Slums of Beverly Hills is a 1998 American comedy-drama film written and directed by Tamara Jenkins, and starring Natasha Lyonne, Alan Arkin, Marisa Tomei, David Krumholtz, Kevin Corrigan, Jessica Walter and Carl Reiner. The story follows a teenage girl (Lyonne) struggling to grow up in 1976 in a lower-middle-class nomadic Jewish family that relocates every few months.

The film received mixed to positive critical reviews, and has gradually become a cult classic.

Plot
Fourteen-year-old Vivian Abromowitz's family are penniless nomads, moving from one cheap apartment to another in 1976 Beverly Hills, so that Vivian and her brothers can attend the city's prestigious local schools. Their father, Murray, is a divorced 65-year-old, working as an unsuccessful Oldsmobile salesman whose cars are selling poorly due in large part to the energy crisis of the time.

Vivian's wealthy uncle Mickey regularly sends the family money to help them survive. When Mickey's 29-year-old daughter Rita escapes from a rehab facility, Murray offers her shelter if Mickey will pay for a plush apartment. Vivian must babysit her adult cousin, ensuring that she attends nursing school and avoids pills and alcohol. However, Vivian has her own problems: she is curious about sex, likes an apparently-twenty-something neighbor, Eliot, has inherited her mother's ample breasts, and wants a family that does not embarrass her.

Vivian's older brother Ben aspires to a show business career, while her father aspires to female companionship but would not give in to wealthy lady-friend Doris Zimmerman's desire that he send his kids back East to live with his ex-wife. Vivian's younger brother Rickey simply aspires to obtain attention.

**List of tasks:**
A. Reproduce the records from the line containing "[segment] <item>grass</item>" through the last line of the records, both ends included.
B. Continue the article on the film Slums of Beverly Hills from where it stops.

**Exercise materials:**
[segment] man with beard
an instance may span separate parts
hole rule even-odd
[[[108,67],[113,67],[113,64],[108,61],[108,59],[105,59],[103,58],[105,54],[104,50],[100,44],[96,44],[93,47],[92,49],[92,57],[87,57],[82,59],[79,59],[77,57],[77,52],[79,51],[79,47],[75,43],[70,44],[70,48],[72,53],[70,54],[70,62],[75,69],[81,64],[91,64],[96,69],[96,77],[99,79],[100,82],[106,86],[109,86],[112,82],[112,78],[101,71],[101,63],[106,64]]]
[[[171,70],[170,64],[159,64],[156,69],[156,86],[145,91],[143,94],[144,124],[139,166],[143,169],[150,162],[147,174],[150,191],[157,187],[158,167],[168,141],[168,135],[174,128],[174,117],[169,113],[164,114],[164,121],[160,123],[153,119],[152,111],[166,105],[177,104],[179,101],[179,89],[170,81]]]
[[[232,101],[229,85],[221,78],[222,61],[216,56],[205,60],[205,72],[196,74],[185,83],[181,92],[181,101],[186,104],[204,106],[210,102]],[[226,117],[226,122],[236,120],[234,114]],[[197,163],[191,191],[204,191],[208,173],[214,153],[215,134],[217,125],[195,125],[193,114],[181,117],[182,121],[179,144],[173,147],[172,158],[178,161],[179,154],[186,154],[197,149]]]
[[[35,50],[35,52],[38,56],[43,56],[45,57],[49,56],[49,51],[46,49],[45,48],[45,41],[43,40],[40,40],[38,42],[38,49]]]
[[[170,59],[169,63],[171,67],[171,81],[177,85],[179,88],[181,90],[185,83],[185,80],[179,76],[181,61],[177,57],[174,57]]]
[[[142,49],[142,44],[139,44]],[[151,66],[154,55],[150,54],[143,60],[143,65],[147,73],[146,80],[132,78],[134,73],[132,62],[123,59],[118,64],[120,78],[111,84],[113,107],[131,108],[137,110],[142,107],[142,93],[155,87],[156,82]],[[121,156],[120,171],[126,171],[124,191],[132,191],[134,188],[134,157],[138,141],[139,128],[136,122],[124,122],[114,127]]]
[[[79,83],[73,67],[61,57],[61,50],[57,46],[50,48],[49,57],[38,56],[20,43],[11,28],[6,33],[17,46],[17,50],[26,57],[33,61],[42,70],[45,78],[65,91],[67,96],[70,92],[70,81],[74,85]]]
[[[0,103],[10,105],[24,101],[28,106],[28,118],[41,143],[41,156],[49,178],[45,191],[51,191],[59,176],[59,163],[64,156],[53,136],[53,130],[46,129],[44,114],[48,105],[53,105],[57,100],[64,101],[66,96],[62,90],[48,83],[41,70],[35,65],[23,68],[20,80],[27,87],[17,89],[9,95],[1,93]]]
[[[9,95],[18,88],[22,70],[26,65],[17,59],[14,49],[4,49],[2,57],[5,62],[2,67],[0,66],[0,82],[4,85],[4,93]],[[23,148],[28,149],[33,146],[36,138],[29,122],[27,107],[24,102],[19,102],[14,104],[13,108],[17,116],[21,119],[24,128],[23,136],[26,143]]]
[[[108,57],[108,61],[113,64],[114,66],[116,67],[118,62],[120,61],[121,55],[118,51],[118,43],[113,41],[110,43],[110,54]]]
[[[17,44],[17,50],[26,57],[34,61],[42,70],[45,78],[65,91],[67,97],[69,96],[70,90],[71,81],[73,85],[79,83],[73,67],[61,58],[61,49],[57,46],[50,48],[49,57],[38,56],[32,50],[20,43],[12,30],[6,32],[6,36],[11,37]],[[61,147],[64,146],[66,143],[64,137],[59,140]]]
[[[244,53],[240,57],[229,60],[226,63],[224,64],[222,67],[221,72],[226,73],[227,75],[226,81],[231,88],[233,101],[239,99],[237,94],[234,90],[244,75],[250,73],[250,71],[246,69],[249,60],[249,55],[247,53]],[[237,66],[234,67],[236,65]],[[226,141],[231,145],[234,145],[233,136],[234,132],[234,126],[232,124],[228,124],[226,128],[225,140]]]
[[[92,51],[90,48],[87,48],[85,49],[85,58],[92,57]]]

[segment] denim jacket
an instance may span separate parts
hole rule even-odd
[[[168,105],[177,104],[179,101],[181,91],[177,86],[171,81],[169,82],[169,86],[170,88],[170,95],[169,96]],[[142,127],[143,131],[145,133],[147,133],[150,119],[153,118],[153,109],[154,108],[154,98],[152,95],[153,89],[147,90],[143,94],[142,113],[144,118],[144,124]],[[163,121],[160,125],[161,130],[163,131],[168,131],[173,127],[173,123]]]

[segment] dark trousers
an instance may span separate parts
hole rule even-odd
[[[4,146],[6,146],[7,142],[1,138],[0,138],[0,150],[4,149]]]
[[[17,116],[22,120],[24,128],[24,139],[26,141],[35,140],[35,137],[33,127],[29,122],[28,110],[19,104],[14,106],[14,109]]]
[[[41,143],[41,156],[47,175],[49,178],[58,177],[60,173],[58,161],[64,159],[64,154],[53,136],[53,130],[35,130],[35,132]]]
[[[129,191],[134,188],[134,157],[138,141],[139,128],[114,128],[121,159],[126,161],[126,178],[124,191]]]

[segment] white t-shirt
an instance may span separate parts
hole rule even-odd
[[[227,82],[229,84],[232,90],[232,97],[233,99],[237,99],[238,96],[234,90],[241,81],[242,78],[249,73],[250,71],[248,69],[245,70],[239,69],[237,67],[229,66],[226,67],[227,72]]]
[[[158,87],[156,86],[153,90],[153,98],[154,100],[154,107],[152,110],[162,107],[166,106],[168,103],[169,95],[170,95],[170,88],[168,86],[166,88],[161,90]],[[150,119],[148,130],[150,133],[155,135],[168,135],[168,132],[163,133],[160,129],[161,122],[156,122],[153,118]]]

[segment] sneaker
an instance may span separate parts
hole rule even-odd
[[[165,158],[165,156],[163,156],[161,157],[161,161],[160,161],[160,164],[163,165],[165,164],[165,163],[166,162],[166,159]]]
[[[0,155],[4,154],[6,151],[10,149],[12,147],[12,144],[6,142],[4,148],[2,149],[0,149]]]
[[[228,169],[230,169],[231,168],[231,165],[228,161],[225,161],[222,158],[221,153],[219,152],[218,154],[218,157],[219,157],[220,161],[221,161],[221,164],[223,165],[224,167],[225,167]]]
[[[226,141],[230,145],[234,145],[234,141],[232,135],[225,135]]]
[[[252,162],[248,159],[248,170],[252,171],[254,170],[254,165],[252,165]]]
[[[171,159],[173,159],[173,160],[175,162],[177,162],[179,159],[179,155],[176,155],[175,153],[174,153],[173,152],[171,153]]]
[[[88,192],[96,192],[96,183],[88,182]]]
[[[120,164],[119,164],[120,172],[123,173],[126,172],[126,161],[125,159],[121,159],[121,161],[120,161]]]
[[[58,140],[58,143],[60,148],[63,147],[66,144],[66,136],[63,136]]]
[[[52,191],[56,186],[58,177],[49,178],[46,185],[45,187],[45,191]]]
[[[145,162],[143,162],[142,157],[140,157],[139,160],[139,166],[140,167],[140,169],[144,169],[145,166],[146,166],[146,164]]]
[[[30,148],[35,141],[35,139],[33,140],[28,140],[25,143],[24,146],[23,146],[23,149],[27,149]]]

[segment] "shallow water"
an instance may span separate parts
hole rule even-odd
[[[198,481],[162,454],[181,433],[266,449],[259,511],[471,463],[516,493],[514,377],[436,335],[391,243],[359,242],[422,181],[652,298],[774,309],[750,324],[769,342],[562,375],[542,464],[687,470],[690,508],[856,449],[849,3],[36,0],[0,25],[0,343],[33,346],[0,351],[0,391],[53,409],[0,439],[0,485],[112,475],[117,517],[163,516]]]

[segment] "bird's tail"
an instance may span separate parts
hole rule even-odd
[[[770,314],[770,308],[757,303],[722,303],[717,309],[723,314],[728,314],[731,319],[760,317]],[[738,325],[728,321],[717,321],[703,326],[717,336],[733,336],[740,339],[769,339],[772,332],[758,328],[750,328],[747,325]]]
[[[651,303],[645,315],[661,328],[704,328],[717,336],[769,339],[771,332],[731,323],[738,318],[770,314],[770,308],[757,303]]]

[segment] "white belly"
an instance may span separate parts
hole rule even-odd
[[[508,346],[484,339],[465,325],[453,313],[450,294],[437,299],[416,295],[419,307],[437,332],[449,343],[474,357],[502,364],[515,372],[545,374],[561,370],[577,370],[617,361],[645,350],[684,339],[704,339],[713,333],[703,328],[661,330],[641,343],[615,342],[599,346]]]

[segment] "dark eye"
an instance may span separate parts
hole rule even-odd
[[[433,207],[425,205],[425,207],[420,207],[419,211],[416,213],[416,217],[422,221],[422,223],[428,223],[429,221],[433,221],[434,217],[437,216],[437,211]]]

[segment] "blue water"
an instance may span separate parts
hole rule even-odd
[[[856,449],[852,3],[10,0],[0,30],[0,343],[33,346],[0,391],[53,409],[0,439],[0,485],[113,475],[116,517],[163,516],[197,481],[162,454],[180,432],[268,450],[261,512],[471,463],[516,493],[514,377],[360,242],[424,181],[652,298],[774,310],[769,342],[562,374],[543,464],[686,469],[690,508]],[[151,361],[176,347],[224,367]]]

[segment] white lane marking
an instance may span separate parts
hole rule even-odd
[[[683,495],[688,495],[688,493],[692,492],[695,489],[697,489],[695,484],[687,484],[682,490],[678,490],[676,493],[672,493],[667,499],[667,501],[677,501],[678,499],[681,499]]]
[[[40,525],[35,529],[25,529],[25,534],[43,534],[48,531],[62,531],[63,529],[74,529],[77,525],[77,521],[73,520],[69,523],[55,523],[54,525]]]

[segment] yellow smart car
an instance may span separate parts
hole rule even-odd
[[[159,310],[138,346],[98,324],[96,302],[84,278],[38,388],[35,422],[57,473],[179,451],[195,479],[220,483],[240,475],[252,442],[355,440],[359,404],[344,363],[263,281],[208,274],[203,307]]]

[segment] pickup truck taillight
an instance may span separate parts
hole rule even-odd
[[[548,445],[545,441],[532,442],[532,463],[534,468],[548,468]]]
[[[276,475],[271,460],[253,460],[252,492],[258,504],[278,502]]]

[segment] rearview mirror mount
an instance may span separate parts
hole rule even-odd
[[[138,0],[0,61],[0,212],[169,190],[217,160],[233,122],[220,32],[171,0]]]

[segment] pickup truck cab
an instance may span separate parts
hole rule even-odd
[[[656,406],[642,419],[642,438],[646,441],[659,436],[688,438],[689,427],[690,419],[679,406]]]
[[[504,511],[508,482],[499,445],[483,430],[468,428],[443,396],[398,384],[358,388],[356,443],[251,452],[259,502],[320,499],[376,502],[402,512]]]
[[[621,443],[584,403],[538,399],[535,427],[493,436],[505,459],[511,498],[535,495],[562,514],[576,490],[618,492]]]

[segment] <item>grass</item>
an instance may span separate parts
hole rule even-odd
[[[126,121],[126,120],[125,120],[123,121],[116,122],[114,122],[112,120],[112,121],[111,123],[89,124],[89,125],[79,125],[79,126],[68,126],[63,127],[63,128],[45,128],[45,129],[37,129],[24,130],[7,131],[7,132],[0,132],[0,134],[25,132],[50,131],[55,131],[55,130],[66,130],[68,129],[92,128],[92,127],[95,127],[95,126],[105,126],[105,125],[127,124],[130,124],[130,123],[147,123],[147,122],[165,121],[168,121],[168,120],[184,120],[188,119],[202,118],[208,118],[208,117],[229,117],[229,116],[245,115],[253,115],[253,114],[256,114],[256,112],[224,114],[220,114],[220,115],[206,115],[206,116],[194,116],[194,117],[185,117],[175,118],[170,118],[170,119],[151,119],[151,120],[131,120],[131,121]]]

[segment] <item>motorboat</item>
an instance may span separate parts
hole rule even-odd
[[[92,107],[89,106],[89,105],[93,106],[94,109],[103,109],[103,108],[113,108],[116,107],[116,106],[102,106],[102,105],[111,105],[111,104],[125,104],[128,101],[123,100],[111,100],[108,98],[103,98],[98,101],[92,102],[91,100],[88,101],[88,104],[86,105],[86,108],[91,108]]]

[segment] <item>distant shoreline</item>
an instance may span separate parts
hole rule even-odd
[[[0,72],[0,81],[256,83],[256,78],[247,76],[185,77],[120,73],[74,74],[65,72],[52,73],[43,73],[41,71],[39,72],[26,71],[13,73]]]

**The responses:**
A.
[segment] <item>grass</item>
an instance may span separate parts
hole rule even-odd
[[[126,121],[126,120],[125,120],[123,121],[116,122],[114,122],[112,120],[112,121],[111,123],[89,124],[89,125],[79,125],[79,126],[68,126],[63,127],[63,128],[45,128],[45,129],[37,129],[24,130],[7,131],[7,132],[0,132],[0,134],[25,132],[50,131],[55,131],[55,130],[66,130],[68,129],[92,128],[92,127],[95,127],[95,126],[105,126],[105,125],[127,124],[130,124],[130,123],[147,123],[147,122],[165,121],[168,121],[168,120],[184,120],[188,119],[202,118],[208,118],[208,117],[229,117],[229,116],[245,115],[253,115],[253,114],[256,114],[256,112],[224,114],[220,114],[220,115],[206,115],[206,116],[194,116],[194,117],[185,117],[175,118],[170,118],[170,119],[151,119],[151,120],[131,120],[131,121]]]

[segment] <item>motorboat</item>
an instance may span separate parts
hole rule even-odd
[[[92,107],[89,106],[89,105],[93,106],[94,109],[103,109],[103,108],[113,108],[116,107],[116,106],[102,106],[102,105],[111,105],[111,104],[125,104],[128,101],[123,100],[111,100],[108,98],[103,98],[98,101],[92,102],[91,100],[88,101],[88,104],[86,105],[86,108],[91,108]]]

[segment] <item>distant shoreline</item>
an instance may span separate parts
hole rule even-odd
[[[0,72],[0,81],[256,83],[256,78],[247,76],[185,77],[120,73],[74,74],[65,72],[52,73],[43,73],[41,71],[39,72],[26,71],[13,73]]]

B.
Vivian and Rita are close and sometimes speak in gibberish, or Pig Latin. Vivian learns that Rita has no wish to attend nursing school and also has no idea as to what to do with her life. Murray attempts to cover up Rita's lack of progress at nursing school when Mickey asks for progress reports. Eventually, Mickey, frustrated at having to support his brother's family and also learning of their deception concerning his daughter (who is pregnant), explodes during a meeting between the two families, telling Murray he is tired of sending them money. Vivian snaps and stabs Mickey in the leg with a fork. Rita gets on a plane with her now outraged parents. Depressed and dejected, Murray once again packs the kids into his car and they take off. In an attempt to cheer her father up, Vivian suggests that the family stop for a cheap steak at Sizzler for breakfast — a ritual regularly suggested by their father as a means of showing affection to his children, despite their indifference to it or him.

Cast

 Alan Arkin as Murray Abromowitz, Vivian's father
 Natasha Lyonne as Vivian Abromowitz, a fourteen-year-old girl who is the story's main protagonist
 Kevin Corrigan as Eliot Arenson, Vivian's neighbor and sometime boyfriend
 Jessica Walter as Doris, Murray's new love interest
 Rita Moreno as Belle Abromowitz, Mickey's wife and Rita's mother
 David Krumholtz as Ben Abromowitz, Vivian's 18-year-old brother
 Eli Marienthal as Rickey Abromowitz, Vivian's 10-year-old brother
 Carl Reiner as Mickey, Murray's older brother
 Marisa Tomei as Rita Abromowitz, Vivian's cousin
 Mena Suvari as Rachel Hoffman

Production 
The film is loosely based on writer-director Tamara Jenkins' experiences as a youth moving around different apartments in the Beverly Hills area with her lower-middle-class family. Jenkins wrote the script at the Sundance Filmmakers' Lab, where Sundance founder Robert Redford got ahold of her screenplay and expressed interest in producing it. Redford said he related to Jenkins' experiences of having "grown up as an 'outsider'...not at all a member of the club but a sideline observer from the wrong side of the tracks." Redford is credited as an executive producer on the film.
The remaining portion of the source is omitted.